**Problem:**
Please return the lines of the data below, word for word, from the first line through the line containing "Find the cream-colored".

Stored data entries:
§
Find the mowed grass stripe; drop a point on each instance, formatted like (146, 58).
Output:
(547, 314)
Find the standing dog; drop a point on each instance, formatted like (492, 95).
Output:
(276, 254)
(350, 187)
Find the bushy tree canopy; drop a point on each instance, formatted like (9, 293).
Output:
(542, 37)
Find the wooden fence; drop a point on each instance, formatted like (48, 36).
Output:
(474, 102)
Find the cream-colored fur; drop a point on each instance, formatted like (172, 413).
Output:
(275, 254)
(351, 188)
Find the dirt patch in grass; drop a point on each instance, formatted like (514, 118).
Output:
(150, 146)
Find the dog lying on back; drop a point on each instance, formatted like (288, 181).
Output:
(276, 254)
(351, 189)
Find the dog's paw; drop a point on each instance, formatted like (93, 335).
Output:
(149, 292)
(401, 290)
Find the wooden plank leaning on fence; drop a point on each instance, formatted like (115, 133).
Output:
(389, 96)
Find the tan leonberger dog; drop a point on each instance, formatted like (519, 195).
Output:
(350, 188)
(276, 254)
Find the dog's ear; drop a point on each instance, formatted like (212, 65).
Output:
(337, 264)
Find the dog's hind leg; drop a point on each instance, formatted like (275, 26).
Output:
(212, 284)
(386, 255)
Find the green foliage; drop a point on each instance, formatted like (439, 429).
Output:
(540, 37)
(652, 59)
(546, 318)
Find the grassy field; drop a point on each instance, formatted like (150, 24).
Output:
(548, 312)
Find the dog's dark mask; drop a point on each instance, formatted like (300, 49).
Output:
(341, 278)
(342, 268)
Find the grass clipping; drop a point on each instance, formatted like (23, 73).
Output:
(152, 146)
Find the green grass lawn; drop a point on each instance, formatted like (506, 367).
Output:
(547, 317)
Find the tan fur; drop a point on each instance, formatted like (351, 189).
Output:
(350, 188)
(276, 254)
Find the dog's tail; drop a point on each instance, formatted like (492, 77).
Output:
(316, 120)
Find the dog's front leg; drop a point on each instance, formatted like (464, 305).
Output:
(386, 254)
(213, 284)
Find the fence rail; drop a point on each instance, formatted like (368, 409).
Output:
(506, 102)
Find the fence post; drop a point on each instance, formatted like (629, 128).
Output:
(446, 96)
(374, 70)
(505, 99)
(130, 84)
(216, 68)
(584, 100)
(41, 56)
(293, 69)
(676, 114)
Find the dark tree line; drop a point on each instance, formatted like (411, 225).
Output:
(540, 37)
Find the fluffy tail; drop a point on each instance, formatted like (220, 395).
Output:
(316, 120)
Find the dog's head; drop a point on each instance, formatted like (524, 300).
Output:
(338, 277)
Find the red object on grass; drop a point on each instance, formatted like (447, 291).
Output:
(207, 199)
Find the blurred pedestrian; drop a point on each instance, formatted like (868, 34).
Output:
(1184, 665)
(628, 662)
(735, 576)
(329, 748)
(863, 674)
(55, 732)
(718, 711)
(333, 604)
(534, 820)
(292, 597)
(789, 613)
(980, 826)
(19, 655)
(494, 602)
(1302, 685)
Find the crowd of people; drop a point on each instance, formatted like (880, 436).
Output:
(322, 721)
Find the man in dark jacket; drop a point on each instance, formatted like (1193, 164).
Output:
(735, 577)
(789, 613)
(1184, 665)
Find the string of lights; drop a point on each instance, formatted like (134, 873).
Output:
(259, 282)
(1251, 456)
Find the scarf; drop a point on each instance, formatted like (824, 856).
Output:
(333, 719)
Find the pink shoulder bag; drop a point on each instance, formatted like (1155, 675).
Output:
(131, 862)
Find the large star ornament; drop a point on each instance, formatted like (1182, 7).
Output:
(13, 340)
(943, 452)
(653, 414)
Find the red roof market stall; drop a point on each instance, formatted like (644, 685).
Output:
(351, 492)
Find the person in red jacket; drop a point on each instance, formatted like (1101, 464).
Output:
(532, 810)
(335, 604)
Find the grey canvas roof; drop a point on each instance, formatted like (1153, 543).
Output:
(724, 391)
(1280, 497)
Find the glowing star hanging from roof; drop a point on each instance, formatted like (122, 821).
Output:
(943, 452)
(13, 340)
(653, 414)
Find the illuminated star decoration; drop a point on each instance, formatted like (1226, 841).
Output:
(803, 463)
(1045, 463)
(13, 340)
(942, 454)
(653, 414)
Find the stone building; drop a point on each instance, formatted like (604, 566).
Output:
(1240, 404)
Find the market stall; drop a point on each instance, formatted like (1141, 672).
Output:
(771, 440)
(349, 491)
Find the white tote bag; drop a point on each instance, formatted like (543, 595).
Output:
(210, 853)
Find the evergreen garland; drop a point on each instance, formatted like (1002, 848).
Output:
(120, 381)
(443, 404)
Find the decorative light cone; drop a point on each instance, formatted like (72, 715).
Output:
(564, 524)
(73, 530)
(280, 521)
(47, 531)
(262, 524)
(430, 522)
§
**Output below:**
Find the mowed grass stripe; drop a point on each instance, formatted like (146, 58).
Output:
(547, 314)
Find the standing dog; drop a point on each instance, formatted like (492, 95).
Output:
(276, 254)
(350, 187)
Find the bushy tree canopy; drop a point on each instance, formatted like (9, 293).
Output:
(542, 37)
Find the wooden fence; drop a point on each instance, formatted like (48, 36).
Output:
(474, 102)
Find the cream-colored fur; drop a point on each instance, formatted like (172, 413).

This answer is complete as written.